--- Recorded data ---
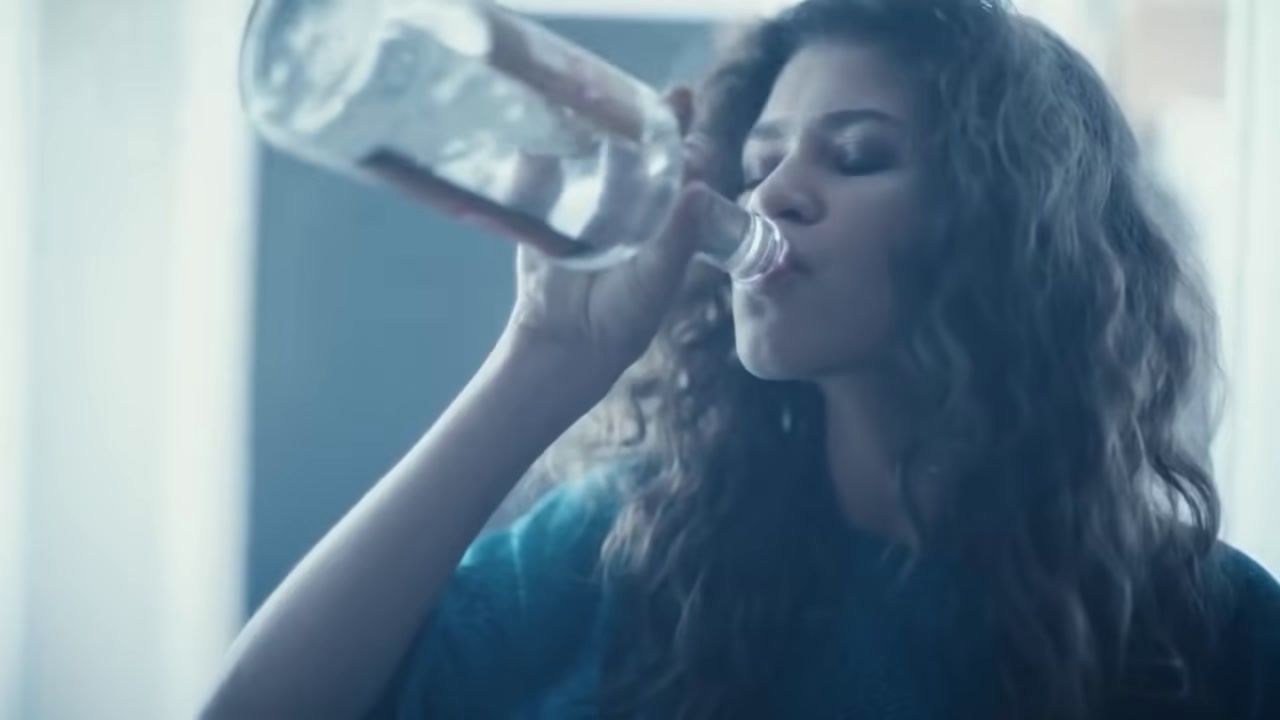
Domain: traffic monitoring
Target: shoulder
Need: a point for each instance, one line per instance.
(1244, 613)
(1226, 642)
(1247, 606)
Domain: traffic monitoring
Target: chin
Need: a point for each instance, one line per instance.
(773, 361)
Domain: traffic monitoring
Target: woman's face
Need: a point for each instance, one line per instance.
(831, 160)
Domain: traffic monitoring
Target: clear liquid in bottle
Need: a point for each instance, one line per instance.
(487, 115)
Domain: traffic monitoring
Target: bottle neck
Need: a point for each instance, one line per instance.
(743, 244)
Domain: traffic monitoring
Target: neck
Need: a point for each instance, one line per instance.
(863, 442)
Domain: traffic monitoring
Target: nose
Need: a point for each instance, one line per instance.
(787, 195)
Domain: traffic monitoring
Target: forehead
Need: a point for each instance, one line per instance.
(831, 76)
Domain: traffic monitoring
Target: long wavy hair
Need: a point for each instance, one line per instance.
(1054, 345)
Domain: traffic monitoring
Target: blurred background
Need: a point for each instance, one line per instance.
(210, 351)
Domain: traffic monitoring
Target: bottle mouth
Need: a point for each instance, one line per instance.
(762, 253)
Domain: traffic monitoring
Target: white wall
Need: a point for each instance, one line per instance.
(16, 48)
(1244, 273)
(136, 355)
---
--- Recorded data ---
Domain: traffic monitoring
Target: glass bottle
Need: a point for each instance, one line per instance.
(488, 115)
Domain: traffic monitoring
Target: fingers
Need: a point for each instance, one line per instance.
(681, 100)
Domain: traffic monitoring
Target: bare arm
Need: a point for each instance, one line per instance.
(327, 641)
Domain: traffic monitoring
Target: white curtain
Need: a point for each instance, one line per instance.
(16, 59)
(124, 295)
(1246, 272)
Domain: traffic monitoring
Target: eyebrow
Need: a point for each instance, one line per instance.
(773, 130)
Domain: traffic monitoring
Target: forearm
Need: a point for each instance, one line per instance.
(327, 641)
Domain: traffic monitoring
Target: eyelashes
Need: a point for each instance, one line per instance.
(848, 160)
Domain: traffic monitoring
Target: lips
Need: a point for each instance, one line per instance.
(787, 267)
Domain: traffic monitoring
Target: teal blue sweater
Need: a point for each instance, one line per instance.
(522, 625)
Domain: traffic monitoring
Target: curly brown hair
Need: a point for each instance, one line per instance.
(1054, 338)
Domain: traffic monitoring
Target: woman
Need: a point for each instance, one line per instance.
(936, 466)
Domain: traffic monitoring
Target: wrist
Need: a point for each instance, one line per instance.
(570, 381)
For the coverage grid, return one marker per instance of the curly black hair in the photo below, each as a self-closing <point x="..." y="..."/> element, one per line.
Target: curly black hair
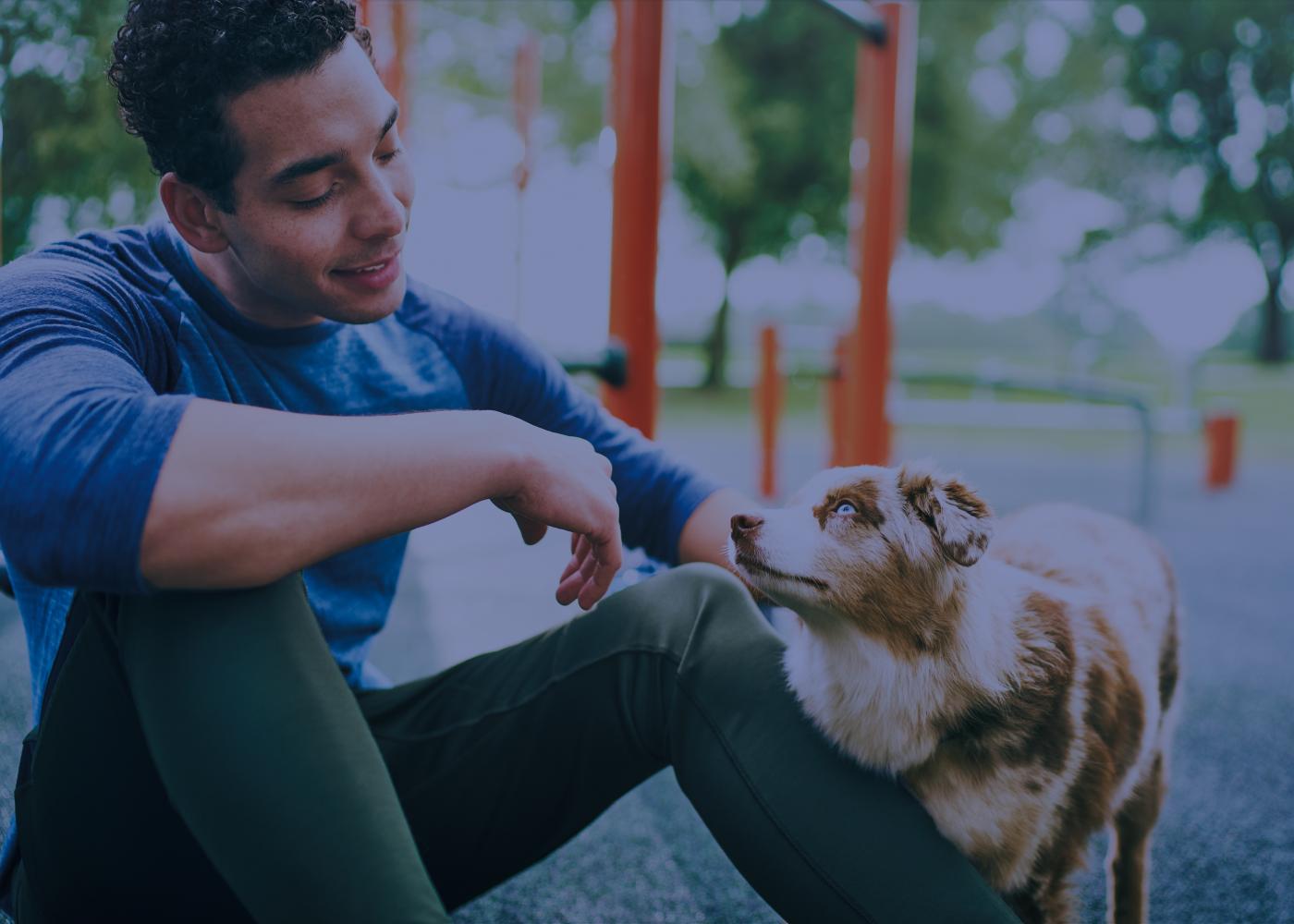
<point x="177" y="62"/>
---
# [Prompt]
Only the lines above starting at the line that holds "Target: glass bottle" and ending at the line that holds "Target: white curtain" are to be repeated, exactly and in full.

# [Solution below]
Target: glass bottle
Need: a point for each instance, one line per instance.
(488, 115)
Domain: traffic monitoring
Target: fingers
Need: a point for each instance, one line per instance.
(681, 100)
Domain: traffic monitoring
Target: bare arm
Need: a point for each instance, one line per instance.
(327, 641)
Domain: traffic monitoring
Target: white curtain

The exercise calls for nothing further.